- _Exercise task_
Can you copy the records word for word, from their start through the line with "13 173 L 22", leaving the pictures out?

- _Record set_
------
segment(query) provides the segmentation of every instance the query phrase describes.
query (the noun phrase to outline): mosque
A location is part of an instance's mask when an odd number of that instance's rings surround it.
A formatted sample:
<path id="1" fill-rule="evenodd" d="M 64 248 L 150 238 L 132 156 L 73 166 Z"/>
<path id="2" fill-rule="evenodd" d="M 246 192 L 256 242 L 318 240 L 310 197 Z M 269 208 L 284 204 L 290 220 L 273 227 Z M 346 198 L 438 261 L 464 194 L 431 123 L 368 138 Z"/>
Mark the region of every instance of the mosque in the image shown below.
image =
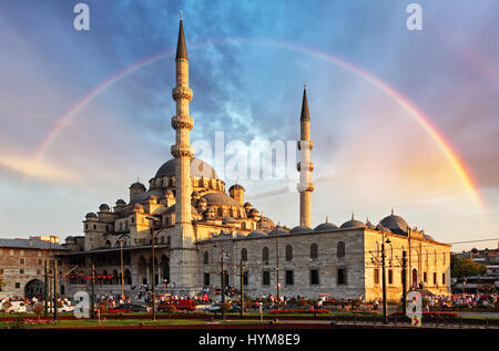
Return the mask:
<path id="1" fill-rule="evenodd" d="M 62 281 L 68 296 L 86 289 L 82 277 L 93 266 L 96 292 L 128 295 L 154 280 L 159 293 L 215 296 L 223 282 L 242 287 L 248 297 L 361 295 L 370 301 L 381 297 L 383 258 L 388 300 L 399 301 L 404 279 L 407 287 L 450 292 L 450 246 L 411 228 L 394 210 L 377 225 L 353 215 L 339 227 L 327 219 L 313 227 L 314 145 L 306 87 L 298 141 L 299 226 L 286 230 L 245 202 L 242 185 L 233 184 L 227 194 L 215 171 L 194 157 L 182 19 L 175 65 L 173 158 L 161 165 L 149 187 L 133 183 L 128 200 L 119 199 L 113 208 L 102 204 L 98 213 L 86 214 L 83 236 L 67 238 L 70 251 L 59 258 L 71 269 L 71 278 Z"/>

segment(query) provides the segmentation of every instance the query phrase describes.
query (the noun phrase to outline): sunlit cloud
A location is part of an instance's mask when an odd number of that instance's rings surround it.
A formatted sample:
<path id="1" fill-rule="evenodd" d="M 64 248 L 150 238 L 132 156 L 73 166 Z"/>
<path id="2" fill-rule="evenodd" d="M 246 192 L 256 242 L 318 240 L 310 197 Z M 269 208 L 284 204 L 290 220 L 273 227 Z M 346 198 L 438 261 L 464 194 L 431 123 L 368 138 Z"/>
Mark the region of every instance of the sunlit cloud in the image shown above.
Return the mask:
<path id="1" fill-rule="evenodd" d="M 13 173 L 22 178 L 33 177 L 47 182 L 64 182 L 75 184 L 81 180 L 81 176 L 61 166 L 35 162 L 22 156 L 0 155 L 0 171 Z"/>

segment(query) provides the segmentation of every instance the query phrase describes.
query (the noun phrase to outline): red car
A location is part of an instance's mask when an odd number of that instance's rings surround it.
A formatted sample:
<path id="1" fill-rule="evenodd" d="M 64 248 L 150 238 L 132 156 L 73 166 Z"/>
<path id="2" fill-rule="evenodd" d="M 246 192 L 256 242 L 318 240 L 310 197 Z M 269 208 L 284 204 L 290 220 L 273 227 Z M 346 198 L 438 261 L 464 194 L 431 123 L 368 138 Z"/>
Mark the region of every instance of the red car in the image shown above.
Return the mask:
<path id="1" fill-rule="evenodd" d="M 149 312 L 150 308 L 142 304 L 124 303 L 106 310 L 108 313 Z"/>
<path id="2" fill-rule="evenodd" d="M 194 311 L 196 308 L 193 301 L 194 300 L 166 300 L 157 304 L 157 310 L 164 311 L 167 306 L 174 306 L 179 311 L 183 310 Z"/>

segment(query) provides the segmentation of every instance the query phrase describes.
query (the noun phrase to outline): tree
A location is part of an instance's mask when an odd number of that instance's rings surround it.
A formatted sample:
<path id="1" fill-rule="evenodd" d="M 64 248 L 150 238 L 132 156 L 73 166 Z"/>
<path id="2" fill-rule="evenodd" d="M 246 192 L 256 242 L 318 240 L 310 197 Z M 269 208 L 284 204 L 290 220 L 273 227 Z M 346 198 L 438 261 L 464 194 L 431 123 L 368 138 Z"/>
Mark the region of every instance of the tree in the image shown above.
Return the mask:
<path id="1" fill-rule="evenodd" d="M 450 257 L 450 276 L 455 278 L 485 276 L 487 267 L 469 258 Z"/>
<path id="2" fill-rule="evenodd" d="M 166 304 L 166 306 L 163 308 L 163 311 L 166 312 L 166 314 L 169 314 L 169 319 L 171 319 L 171 318 L 172 318 L 172 314 L 173 314 L 173 313 L 176 313 L 176 307 L 173 306 L 173 304 Z"/>
<path id="3" fill-rule="evenodd" d="M 43 306 L 38 304 L 33 309 L 34 314 L 38 317 L 38 321 L 40 321 L 40 316 L 43 313 Z"/>

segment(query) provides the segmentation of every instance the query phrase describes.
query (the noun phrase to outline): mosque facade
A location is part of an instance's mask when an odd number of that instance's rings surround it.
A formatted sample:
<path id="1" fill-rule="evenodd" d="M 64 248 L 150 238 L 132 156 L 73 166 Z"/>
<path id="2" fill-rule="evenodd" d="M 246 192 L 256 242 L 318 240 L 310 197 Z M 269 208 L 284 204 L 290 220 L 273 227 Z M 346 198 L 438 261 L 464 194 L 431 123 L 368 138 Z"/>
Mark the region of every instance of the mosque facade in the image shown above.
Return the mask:
<path id="1" fill-rule="evenodd" d="M 180 22 L 171 124 L 173 158 L 149 180 L 136 182 L 129 198 L 86 214 L 83 236 L 68 237 L 60 254 L 71 271 L 68 295 L 85 290 L 84 277 L 96 277 L 96 292 L 129 295 L 152 282 L 159 293 L 215 295 L 222 283 L 244 288 L 248 297 L 268 295 L 336 299 L 381 298 L 383 260 L 387 299 L 406 285 L 434 293 L 450 292 L 450 246 L 390 215 L 373 225 L 352 218 L 340 226 L 312 226 L 310 116 L 306 87 L 299 118 L 299 225 L 286 230 L 245 202 L 245 189 L 226 184 L 205 162 L 193 157 L 189 114 L 189 56 Z M 154 259 L 153 259 L 154 252 Z M 405 254 L 403 254 L 405 252 Z M 385 254 L 385 255 L 384 255 Z M 385 259 L 383 259 L 385 258 Z"/>

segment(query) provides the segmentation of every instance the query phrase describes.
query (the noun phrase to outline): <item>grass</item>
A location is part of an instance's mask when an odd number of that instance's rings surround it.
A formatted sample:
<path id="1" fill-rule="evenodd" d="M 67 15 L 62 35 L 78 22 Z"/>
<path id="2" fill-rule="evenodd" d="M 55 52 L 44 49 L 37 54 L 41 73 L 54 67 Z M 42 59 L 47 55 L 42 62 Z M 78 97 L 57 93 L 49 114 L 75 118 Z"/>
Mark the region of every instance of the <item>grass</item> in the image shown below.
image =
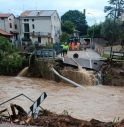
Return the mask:
<path id="1" fill-rule="evenodd" d="M 107 58 L 110 57 L 110 55 L 104 53 L 104 54 L 101 55 L 101 57 L 102 57 L 102 59 L 107 59 Z M 124 62 L 124 58 L 121 58 L 120 56 L 114 56 L 113 61 Z"/>

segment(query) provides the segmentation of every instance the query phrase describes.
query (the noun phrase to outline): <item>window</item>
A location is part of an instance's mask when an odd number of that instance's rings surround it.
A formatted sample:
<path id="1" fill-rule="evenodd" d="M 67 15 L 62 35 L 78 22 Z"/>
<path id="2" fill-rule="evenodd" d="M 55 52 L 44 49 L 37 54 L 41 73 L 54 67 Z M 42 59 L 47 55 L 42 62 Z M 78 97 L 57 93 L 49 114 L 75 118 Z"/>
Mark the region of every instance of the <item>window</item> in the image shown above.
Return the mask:
<path id="1" fill-rule="evenodd" d="M 29 32 L 29 24 L 28 23 L 24 24 L 24 31 Z"/>
<path id="2" fill-rule="evenodd" d="M 29 21 L 29 19 L 24 19 L 24 22 L 28 22 Z"/>
<path id="3" fill-rule="evenodd" d="M 32 28 L 33 28 L 33 29 L 35 29 L 35 26 L 34 26 L 34 24 L 32 24 Z"/>
<path id="4" fill-rule="evenodd" d="M 15 24 L 15 29 L 17 29 L 17 24 Z"/>
<path id="5" fill-rule="evenodd" d="M 9 27 L 12 28 L 12 23 L 9 24 Z"/>

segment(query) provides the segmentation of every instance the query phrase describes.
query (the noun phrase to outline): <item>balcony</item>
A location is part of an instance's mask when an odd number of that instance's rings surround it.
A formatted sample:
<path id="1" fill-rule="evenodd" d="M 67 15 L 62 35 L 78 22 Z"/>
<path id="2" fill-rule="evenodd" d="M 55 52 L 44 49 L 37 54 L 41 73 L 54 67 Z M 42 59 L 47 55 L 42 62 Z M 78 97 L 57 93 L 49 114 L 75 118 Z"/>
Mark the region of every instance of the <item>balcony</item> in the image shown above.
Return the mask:
<path id="1" fill-rule="evenodd" d="M 31 32 L 30 35 L 35 37 L 51 37 L 49 32 Z"/>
------
- _The output_
segment(query) provides the segmentation of every instance the query phrase describes.
query (the noun phrase to outline): mosque
A location is part of an instance's mask when an odd number of that instance's rings surround it.
A formatted sample:
<path id="1" fill-rule="evenodd" d="M 64 248 L 150 238 L 132 156 L 73 166 Z"/>
<path id="2" fill-rule="evenodd" d="M 246 192 L 256 242 L 318 240 L 310 197 Z M 269 208 L 284 204 L 290 220 L 273 227 Z M 346 198 L 438 261 L 464 194 L 431 123 L 368 138 Z"/>
Mark the region of every instance of the mosque in the image shown below.
image =
Return the mask:
<path id="1" fill-rule="evenodd" d="M 62 281 L 68 296 L 86 289 L 82 277 L 93 266 L 96 292 L 128 295 L 154 280 L 159 293 L 215 296 L 223 282 L 242 287 L 248 297 L 361 295 L 370 301 L 381 297 L 383 258 L 388 300 L 399 301 L 404 279 L 407 287 L 450 292 L 450 246 L 411 228 L 394 210 L 377 225 L 353 215 L 339 227 L 327 219 L 313 227 L 314 145 L 306 87 L 298 141 L 299 226 L 286 230 L 245 202 L 242 185 L 233 184 L 227 194 L 215 171 L 194 157 L 182 19 L 175 65 L 173 158 L 161 165 L 149 187 L 133 183 L 128 200 L 119 199 L 113 208 L 102 204 L 98 213 L 86 214 L 83 236 L 67 238 L 70 251 L 59 258 L 71 269 L 71 278 Z"/>

segment(query) provides the segmentation of every instance the query phrase describes.
query (the noun phrase to outline): sunlit cloud
A location is part of an instance's mask when an odd number of that instance's rings surround it.
A formatted sample:
<path id="1" fill-rule="evenodd" d="M 64 248 L 150 238 L 132 156 L 73 166 Z"/>
<path id="2" fill-rule="evenodd" d="M 246 192 L 256 242 L 318 240 L 310 197 Z M 269 208 L 284 204 L 290 220 L 273 227 Z M 346 198 L 438 261 L 464 194 L 431 123 L 368 138 Z"/>
Mark the region of every instance of the sunlit cloud in the image shown above.
Return the mask:
<path id="1" fill-rule="evenodd" d="M 13 173 L 22 178 L 33 177 L 47 182 L 64 182 L 75 184 L 81 180 L 81 176 L 61 166 L 35 162 L 22 156 L 0 155 L 0 171 Z"/>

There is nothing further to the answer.